THE PROBLEM:
An exact transcript of all the records is required, with nothing left out.

Entries taken from a collection:
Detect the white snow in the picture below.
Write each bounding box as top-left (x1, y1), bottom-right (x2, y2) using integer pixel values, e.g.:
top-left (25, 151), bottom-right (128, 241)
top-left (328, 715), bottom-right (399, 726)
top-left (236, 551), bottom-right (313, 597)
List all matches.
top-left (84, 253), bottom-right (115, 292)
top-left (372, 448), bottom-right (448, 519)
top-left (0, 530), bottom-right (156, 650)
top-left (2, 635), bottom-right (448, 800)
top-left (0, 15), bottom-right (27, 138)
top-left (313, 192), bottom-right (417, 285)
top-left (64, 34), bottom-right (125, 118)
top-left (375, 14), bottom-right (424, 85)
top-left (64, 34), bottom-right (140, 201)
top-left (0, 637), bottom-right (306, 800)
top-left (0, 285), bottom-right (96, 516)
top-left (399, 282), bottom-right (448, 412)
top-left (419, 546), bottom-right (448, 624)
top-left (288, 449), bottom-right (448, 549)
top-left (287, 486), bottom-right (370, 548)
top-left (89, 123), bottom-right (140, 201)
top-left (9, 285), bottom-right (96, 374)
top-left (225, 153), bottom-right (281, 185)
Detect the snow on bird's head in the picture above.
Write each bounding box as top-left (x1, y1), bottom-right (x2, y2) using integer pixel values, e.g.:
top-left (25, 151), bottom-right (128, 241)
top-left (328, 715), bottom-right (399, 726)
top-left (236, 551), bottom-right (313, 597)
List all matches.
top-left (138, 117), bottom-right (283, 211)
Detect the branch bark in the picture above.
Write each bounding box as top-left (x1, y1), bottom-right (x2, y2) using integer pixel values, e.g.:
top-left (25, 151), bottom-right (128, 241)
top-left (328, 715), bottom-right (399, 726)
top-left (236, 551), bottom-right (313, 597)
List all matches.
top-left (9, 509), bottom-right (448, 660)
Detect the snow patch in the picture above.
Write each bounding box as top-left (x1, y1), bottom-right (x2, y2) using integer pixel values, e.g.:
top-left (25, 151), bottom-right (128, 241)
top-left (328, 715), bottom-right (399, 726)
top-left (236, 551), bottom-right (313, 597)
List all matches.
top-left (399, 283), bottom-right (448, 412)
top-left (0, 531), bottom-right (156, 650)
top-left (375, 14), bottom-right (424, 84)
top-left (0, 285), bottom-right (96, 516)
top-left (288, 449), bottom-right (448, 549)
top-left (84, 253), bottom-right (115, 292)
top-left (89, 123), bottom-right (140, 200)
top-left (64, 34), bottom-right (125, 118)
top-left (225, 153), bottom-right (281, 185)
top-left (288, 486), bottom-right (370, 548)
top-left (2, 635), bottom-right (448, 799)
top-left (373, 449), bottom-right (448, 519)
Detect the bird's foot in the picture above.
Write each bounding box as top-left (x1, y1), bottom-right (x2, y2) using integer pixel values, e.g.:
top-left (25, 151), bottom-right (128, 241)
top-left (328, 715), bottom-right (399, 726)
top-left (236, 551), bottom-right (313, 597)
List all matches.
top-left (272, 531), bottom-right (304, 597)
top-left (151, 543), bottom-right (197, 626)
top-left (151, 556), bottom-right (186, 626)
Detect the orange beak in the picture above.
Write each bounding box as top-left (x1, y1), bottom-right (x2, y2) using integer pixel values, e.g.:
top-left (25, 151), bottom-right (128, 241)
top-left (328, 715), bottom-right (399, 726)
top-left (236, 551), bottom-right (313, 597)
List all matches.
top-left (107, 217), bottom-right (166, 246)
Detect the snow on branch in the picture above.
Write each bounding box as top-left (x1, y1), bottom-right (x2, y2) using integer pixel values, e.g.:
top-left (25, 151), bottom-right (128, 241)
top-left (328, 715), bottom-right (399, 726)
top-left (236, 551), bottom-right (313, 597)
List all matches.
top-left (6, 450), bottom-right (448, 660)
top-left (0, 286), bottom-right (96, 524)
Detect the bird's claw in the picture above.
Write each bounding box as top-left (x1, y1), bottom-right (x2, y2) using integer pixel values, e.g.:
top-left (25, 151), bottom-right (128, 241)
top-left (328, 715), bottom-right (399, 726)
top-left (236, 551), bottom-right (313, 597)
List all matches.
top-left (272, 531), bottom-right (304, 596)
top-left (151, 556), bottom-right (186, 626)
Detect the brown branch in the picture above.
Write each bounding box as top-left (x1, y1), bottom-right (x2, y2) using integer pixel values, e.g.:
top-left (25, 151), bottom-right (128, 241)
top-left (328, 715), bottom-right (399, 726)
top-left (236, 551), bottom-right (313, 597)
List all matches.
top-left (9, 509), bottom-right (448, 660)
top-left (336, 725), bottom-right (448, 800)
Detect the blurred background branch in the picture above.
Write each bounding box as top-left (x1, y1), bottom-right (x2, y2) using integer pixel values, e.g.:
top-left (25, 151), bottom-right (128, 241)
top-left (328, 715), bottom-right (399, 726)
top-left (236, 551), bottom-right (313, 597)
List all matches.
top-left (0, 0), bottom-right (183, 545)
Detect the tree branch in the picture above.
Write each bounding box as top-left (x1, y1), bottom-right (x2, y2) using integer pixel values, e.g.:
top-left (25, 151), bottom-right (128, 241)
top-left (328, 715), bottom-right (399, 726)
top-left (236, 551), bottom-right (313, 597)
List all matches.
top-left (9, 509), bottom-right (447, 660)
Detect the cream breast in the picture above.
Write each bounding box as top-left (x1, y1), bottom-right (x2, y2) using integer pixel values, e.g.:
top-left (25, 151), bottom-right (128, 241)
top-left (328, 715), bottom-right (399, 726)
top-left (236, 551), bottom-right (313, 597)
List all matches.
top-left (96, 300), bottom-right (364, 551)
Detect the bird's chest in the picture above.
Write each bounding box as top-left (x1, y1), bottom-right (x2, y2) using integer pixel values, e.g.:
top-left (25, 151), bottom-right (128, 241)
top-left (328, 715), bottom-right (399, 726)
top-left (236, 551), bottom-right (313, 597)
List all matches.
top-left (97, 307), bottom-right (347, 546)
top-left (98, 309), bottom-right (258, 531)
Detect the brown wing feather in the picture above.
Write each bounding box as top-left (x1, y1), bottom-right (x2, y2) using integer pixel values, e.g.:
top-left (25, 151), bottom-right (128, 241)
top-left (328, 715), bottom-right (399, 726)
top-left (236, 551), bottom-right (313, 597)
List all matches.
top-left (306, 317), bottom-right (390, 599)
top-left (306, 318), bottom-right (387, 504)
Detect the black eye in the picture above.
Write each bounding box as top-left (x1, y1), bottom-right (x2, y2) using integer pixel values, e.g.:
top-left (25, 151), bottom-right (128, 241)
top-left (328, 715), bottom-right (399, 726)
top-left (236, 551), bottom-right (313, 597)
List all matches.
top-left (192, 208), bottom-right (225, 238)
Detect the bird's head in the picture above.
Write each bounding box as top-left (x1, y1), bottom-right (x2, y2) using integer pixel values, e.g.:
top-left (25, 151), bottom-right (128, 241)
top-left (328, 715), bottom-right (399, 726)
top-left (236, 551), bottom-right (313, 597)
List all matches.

SOLUTION TO THIS EXERCISE:
Detect the white snow in the picture below.
Write each bounding box as top-left (x1, y1), bottom-right (x2, y2) using integer pixel values, e.g.:
top-left (25, 151), bottom-right (128, 241)
top-left (328, 715), bottom-right (399, 726)
top-left (236, 551), bottom-right (313, 597)
List all matches.
top-left (84, 253), bottom-right (115, 292)
top-left (372, 448), bottom-right (448, 519)
top-left (0, 530), bottom-right (156, 650)
top-left (2, 635), bottom-right (448, 800)
top-left (0, 15), bottom-right (27, 138)
top-left (313, 192), bottom-right (417, 285)
top-left (64, 34), bottom-right (125, 118)
top-left (375, 14), bottom-right (424, 85)
top-left (64, 34), bottom-right (140, 201)
top-left (0, 637), bottom-right (306, 800)
top-left (0, 285), bottom-right (96, 516)
top-left (399, 282), bottom-right (448, 412)
top-left (419, 546), bottom-right (448, 624)
top-left (288, 449), bottom-right (448, 549)
top-left (287, 486), bottom-right (370, 548)
top-left (89, 123), bottom-right (140, 201)
top-left (9, 285), bottom-right (96, 374)
top-left (225, 153), bottom-right (281, 185)
Detect the snow on bird's head in the picture above.
Write each bounding box as top-left (x1, y1), bottom-right (x2, y2) using integer pixel values, e.g.:
top-left (25, 151), bottom-right (128, 241)
top-left (328, 715), bottom-right (399, 726)
top-left (236, 551), bottom-right (313, 597)
List all matches.
top-left (138, 117), bottom-right (283, 211)
Detect the branch bark in the picture above.
Write each bounding box as top-left (x1, y1), bottom-right (x2, y2) using integer pixel values, e.g.:
top-left (25, 151), bottom-right (128, 241)
top-left (328, 715), bottom-right (399, 726)
top-left (236, 551), bottom-right (313, 597)
List all matches.
top-left (9, 509), bottom-right (448, 660)
Detect the snow patch in the picture above.
Write each bounding box as top-left (x1, y1), bottom-right (x2, y2) using integer pixel values, e.g.:
top-left (25, 151), bottom-right (128, 241)
top-left (328, 715), bottom-right (399, 726)
top-left (236, 551), bottom-right (313, 597)
List all matches.
top-left (399, 283), bottom-right (448, 412)
top-left (0, 531), bottom-right (156, 650)
top-left (375, 14), bottom-right (424, 84)
top-left (0, 285), bottom-right (96, 516)
top-left (288, 449), bottom-right (448, 549)
top-left (84, 253), bottom-right (115, 292)
top-left (89, 123), bottom-right (140, 200)
top-left (64, 34), bottom-right (125, 118)
top-left (225, 153), bottom-right (281, 185)
top-left (288, 486), bottom-right (370, 548)
top-left (2, 635), bottom-right (448, 799)
top-left (373, 449), bottom-right (448, 519)
Detect the bird's foot in the picture above.
Write each bounding box as top-left (x1, y1), bottom-right (x2, y2) using integer pixel values, e.g.:
top-left (25, 151), bottom-right (128, 241)
top-left (328, 715), bottom-right (399, 726)
top-left (236, 551), bottom-right (313, 597)
List all matches.
top-left (272, 531), bottom-right (304, 597)
top-left (151, 543), bottom-right (197, 626)
top-left (151, 556), bottom-right (186, 626)
Detect the orange beak in the picture above.
Write each bounding box as top-left (x1, y1), bottom-right (x2, y2) using integer pixel values, e.g.:
top-left (25, 151), bottom-right (128, 241)
top-left (328, 715), bottom-right (399, 726)
top-left (236, 551), bottom-right (313, 597)
List all matches.
top-left (107, 217), bottom-right (166, 246)
Detect the snow on branch in the picture above.
Write each bounding box as top-left (x1, y1), bottom-right (x2, y2) using integer pixel values, e.g.:
top-left (25, 151), bottom-right (128, 241)
top-left (328, 715), bottom-right (399, 726)
top-left (236, 551), bottom-right (313, 597)
List all matches.
top-left (6, 450), bottom-right (448, 660)
top-left (0, 286), bottom-right (96, 524)
Detect the bird's claw in the picture above.
Write each bounding box as top-left (x1, y1), bottom-right (x2, y2) using integer pixel values, e.g.:
top-left (25, 151), bottom-right (128, 241)
top-left (328, 715), bottom-right (399, 726)
top-left (236, 551), bottom-right (313, 597)
List all matches.
top-left (272, 531), bottom-right (304, 596)
top-left (151, 556), bottom-right (186, 626)
Detect the brown branch in the picture above.
Write each bounding box as top-left (x1, y1), bottom-right (x2, y2) using integer pixel values, e.g.:
top-left (25, 151), bottom-right (128, 241)
top-left (328, 715), bottom-right (399, 726)
top-left (236, 551), bottom-right (313, 597)
List all matches.
top-left (9, 509), bottom-right (448, 660)
top-left (336, 725), bottom-right (448, 800)
Detect the blurred background branch in the picture above.
Write each bounding box as top-left (x1, y1), bottom-right (x2, y2) using integer pixel values, e.g.:
top-left (25, 151), bottom-right (128, 241)
top-left (328, 715), bottom-right (399, 726)
top-left (236, 551), bottom-right (313, 597)
List all matches.
top-left (0, 0), bottom-right (183, 545)
Detect the tree branch in the picture above.
Write each bounding box as top-left (x1, y1), bottom-right (x2, y2) using integer pixel values, e.g.:
top-left (25, 151), bottom-right (128, 241)
top-left (328, 715), bottom-right (399, 726)
top-left (236, 551), bottom-right (313, 597)
List all matches.
top-left (9, 509), bottom-right (447, 660)
Detect the cream breast in the picture above.
Write each bounding box as top-left (x1, y1), bottom-right (x2, y2) using integer pixel values, e.g.:
top-left (25, 151), bottom-right (128, 241)
top-left (328, 715), bottom-right (399, 726)
top-left (236, 551), bottom-right (313, 597)
List all matches.
top-left (96, 300), bottom-right (364, 551)
Detect the bird's chest in the picture above.
Write each bounding box as top-left (x1, y1), bottom-right (x2, y2) using integer pixel values, e.g.:
top-left (25, 151), bottom-right (128, 241)
top-left (328, 715), bottom-right (399, 726)
top-left (236, 551), bottom-right (313, 597)
List all matches.
top-left (97, 307), bottom-right (347, 546)
top-left (98, 309), bottom-right (258, 531)
Detect the brown wing feather in the picture above.
Write each bounding box as top-left (x1, y1), bottom-right (x2, y2) using integer pixel values, e.g.:
top-left (25, 151), bottom-right (128, 241)
top-left (328, 715), bottom-right (399, 726)
top-left (236, 551), bottom-right (313, 597)
List all matches.
top-left (306, 317), bottom-right (390, 599)
top-left (306, 318), bottom-right (387, 504)
Detect the black eye in the picture above.
Write each bounding box as top-left (x1, y1), bottom-right (x2, y2) using integer pixel values, e.g.:
top-left (25, 151), bottom-right (128, 241)
top-left (328, 715), bottom-right (399, 726)
top-left (236, 551), bottom-right (313, 597)
List all matches.
top-left (192, 208), bottom-right (225, 238)
Detect the bird's head in the picture above.
Write each bounding box as top-left (x1, y1), bottom-right (x2, y2) using integer pixel values, e.g.:
top-left (25, 151), bottom-right (128, 241)
top-left (328, 715), bottom-right (399, 726)
top-left (236, 551), bottom-right (313, 597)
List all matches.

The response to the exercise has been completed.